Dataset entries
==========
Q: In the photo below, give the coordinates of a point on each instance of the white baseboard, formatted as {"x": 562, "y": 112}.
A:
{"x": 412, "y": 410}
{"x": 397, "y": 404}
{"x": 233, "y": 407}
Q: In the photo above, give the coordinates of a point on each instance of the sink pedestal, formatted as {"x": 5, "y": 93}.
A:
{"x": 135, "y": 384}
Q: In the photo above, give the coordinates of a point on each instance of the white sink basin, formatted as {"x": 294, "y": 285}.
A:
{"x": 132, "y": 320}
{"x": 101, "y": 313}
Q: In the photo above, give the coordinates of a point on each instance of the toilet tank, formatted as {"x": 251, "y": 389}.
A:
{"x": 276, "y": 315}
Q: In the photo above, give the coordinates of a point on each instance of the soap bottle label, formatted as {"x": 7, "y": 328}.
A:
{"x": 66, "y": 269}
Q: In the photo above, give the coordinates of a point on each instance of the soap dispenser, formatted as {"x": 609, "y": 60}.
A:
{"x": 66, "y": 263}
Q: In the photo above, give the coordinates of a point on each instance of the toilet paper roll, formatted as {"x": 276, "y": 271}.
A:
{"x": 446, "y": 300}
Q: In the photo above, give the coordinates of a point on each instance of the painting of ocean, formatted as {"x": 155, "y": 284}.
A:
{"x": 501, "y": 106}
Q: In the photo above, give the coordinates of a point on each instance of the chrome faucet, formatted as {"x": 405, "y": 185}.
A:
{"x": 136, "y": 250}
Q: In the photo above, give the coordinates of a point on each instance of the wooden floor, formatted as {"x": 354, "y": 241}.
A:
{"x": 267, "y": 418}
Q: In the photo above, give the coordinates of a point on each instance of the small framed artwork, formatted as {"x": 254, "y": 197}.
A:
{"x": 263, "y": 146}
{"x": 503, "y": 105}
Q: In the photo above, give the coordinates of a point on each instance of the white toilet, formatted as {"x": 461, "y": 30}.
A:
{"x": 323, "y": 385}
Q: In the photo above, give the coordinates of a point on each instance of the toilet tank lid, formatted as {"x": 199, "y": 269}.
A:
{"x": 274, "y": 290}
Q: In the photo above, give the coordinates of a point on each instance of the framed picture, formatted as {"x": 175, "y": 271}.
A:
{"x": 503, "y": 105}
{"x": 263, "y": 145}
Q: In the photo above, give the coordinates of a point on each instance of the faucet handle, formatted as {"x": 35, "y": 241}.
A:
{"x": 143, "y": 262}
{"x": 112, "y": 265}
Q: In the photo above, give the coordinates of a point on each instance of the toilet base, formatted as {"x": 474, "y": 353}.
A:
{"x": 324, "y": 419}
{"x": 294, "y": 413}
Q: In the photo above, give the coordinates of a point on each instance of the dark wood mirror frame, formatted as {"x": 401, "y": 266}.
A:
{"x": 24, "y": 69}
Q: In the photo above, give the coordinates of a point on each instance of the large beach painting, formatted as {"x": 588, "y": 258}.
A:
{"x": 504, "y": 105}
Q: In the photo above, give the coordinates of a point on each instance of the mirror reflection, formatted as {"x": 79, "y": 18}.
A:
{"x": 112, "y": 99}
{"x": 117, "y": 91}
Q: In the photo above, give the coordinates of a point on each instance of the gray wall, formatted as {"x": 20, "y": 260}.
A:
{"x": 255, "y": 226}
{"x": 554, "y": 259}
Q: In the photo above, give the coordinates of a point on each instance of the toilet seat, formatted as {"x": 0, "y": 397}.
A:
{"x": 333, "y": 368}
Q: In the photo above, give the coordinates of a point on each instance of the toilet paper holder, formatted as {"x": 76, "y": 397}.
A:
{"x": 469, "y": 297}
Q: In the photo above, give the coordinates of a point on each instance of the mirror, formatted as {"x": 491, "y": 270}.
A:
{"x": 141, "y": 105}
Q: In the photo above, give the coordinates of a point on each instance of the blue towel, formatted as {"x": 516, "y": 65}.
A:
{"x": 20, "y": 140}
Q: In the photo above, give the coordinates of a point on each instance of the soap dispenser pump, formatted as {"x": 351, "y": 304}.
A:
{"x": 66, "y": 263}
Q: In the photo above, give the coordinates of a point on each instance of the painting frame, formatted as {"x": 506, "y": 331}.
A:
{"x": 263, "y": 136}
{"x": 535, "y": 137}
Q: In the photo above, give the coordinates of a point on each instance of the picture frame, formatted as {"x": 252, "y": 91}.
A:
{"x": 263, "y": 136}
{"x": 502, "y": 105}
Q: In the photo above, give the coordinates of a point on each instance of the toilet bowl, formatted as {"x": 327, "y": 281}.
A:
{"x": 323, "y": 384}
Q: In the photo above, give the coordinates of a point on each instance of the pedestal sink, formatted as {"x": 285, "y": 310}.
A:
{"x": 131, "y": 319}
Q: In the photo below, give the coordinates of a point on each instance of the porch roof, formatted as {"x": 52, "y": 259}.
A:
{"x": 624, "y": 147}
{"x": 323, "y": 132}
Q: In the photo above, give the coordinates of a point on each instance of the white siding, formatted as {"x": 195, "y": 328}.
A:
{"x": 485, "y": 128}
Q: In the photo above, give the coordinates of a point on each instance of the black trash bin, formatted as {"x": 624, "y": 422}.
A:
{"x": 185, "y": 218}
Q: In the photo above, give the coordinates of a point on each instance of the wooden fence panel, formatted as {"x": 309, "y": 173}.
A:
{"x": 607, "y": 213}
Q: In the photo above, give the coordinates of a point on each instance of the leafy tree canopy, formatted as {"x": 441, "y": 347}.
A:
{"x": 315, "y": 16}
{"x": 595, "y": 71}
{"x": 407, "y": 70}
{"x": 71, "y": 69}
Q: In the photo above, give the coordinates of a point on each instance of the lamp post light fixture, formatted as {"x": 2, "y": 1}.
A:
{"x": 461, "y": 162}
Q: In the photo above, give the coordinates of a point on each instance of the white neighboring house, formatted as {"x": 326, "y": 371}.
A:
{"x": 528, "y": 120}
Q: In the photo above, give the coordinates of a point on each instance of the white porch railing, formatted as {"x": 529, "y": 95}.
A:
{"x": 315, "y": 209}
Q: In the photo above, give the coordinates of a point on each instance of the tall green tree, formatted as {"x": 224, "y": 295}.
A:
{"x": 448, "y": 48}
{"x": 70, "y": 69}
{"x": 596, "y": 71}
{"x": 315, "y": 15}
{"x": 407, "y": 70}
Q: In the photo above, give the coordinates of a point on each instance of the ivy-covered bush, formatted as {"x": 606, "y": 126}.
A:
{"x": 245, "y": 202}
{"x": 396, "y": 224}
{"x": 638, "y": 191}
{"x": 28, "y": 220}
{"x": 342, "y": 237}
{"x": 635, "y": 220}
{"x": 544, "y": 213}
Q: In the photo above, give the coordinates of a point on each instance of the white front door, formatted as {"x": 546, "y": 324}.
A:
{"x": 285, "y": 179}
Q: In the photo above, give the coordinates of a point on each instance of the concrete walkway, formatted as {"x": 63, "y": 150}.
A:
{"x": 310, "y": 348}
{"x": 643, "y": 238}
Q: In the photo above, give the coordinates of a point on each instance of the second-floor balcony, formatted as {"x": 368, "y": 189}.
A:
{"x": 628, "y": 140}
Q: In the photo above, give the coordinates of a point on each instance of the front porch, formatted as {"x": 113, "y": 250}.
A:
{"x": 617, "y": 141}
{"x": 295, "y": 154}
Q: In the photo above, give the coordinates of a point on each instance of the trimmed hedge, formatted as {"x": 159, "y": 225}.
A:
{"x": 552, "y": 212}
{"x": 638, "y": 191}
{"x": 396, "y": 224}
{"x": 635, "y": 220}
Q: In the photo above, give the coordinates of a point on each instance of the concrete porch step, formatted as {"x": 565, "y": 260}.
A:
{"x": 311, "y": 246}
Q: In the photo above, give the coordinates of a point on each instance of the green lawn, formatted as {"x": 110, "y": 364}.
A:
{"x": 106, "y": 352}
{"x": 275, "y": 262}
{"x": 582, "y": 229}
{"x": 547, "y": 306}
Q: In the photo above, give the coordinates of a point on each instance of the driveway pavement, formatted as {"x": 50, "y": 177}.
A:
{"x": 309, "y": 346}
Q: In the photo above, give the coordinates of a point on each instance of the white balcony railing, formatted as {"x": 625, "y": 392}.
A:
==========
- [EXERCISE DIRECTIONS]:
Each line from the one containing "the white porch" to the end of the records should be echoed exactly, and no other line.

- [RESPONSE TO THIS TASK]:
Q: In the photo above, give the coordinates of a point on each instance of the white porch railing, formatted as {"x": 529, "y": 95}.
A:
{"x": 315, "y": 209}
Q: In the photo above, give the coordinates of a point on each instance of the tall green tree, formatted as {"x": 224, "y": 295}.
A:
{"x": 448, "y": 48}
{"x": 70, "y": 69}
{"x": 596, "y": 71}
{"x": 315, "y": 15}
{"x": 407, "y": 70}
Q: In the photo above, give the coordinates of a point on each instance of the ivy-covered bush, formatted as {"x": 606, "y": 126}.
A:
{"x": 245, "y": 202}
{"x": 396, "y": 224}
{"x": 638, "y": 191}
{"x": 28, "y": 220}
{"x": 342, "y": 237}
{"x": 635, "y": 220}
{"x": 544, "y": 213}
Q: In the photo above, give the coordinates of a point on each instance of the white front door, formatted as {"x": 546, "y": 324}.
A:
{"x": 285, "y": 179}
Q: In the photo above, give the coordinates of a point on each instance of the concrete walkway, formatted as {"x": 63, "y": 150}.
A:
{"x": 310, "y": 348}
{"x": 643, "y": 238}
Q: In the photo above, give the coordinates of a point on each instance of the second-floor balcony, formatted as {"x": 368, "y": 189}.
A:
{"x": 628, "y": 140}
Q: In the photo above, give the coordinates of a point on each instance of the front porch, formatted as {"x": 113, "y": 250}.
A:
{"x": 617, "y": 141}
{"x": 295, "y": 154}
Q: In the photo above, give the coordinates of a point on each instance of the trimmed hedge, formatted as {"x": 159, "y": 225}.
A:
{"x": 552, "y": 212}
{"x": 638, "y": 191}
{"x": 396, "y": 224}
{"x": 635, "y": 220}
Q: In the photo above, give the coordinates of a point on each instance of the concrete porch step, formatted as {"x": 565, "y": 260}.
A:
{"x": 311, "y": 246}
Q: In the photo above, give the coordinates of a point on each instance of the green lawn, formatted as {"x": 110, "y": 364}.
A:
{"x": 106, "y": 352}
{"x": 275, "y": 262}
{"x": 582, "y": 229}
{"x": 547, "y": 306}
Q: In the photo above, give the coordinates of a point on each instance of the driveway pavement, formatted as {"x": 50, "y": 177}.
A:
{"x": 309, "y": 346}
Q: In the photo above, give the coordinates of a point on each instance of the white balcony railing, formatted as {"x": 625, "y": 392}.
A:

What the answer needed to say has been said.